# EXCERPT TO READ start

Subsequent to fiscal year-end, on February 28, 2005, the company executed a five year unsecured $750.0 million
revolving credit agreement replacing the previous $650.0 million revolving credit agreement which was terminated.
Amounts utilized under this credit agreement have rates tied to LIBOR plus 0.275 to 0.675 percent and with facility
fees ranging from 0.10 to 0.20 percent on the total amount of the facility, both based on the company’s credit
ratings. The agreement contains various financial covenants including ratios for interest coverage and debt leverage.
All letters of credit that had been issued and outstanding under the previous credit facility were transferred under the
new credit facility. See the Subsequent Event note in the Notes to the Consolidated Financial Statements.
In February 2005, as part of the acquisition of Total Logistics, the company assumed approximately $70
million of debt, which was substantially repaid prior to year end.
In August 2004, the company renewed its annual accounts receivable securitization program, under which
the company can borrow up to $200.0 million on a revolving basis, with borrowings secured by eligible accounts
receivable. The company had no outstanding borrowings under this program at February 26, 2005 and February
28, 2004. Facility fees related to the accounts receivable securitization program incurred by the company during
Fiscal 2005 were 0.20 percent on the total amount of the facility.
On May 3, 2004, the company voluntarily redeemed $250.0 million of 7.625 percent notes due September
15, 2004, in accordance with the note redemption provisions. The company incurred $5.7 million in pre-tax costs
related to this early redemption, which is included in interest expense.
In November 2003, the company voluntarily redeemed $100.0 million of its 8.875 percent notes due in 2022
at a redemption price of 103.956 percent of the principal amount of the notes. The company incurred $5.8 million
in pre-tax costs related to this early redemption, which is included in interest expense.

# EXCERPT TO READ end
# MATERIAL start

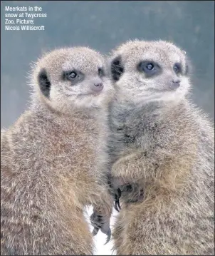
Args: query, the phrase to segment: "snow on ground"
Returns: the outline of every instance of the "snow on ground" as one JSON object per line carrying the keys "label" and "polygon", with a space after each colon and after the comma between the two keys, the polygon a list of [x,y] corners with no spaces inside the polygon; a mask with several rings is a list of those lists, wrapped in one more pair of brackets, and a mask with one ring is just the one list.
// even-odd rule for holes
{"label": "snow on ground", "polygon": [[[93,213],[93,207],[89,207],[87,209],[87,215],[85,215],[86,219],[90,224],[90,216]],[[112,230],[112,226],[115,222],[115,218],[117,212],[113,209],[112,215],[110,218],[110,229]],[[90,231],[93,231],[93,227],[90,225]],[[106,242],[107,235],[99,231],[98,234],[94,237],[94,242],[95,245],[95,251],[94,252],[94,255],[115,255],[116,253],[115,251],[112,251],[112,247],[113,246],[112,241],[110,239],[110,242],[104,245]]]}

# MATERIAL end

== WHAT IS ASKED ==
[1] In the financing excerpt, decide whether each statement agrees with the text, answering yes or no and quoting the words that settle it: (a) The new revolving credit agreement is for $750.0 million. (b) The company had borrowings outstanding under the accounts receivable securitization program at February 26, 2005. (c) The 7.625 percent notes redeemed in May 2004 were due in 2022.
[2] According to the financing excerpt, how much in pre-tax costs did the company incur for the early redemption in November 2003?
The listing plays no part in this work.

== ANSWERS TO THE EXERCISES ==
[1]
(a) Yes: "executed a five year unsecured $750.0 million revolving credit agreement"
(b) No: "The company had no outstanding borrowings under this program at February 26, 2005"
(c) No: "$250.0 million of 7.625 percent notes due September 15, 2004"

[2] $5.8 million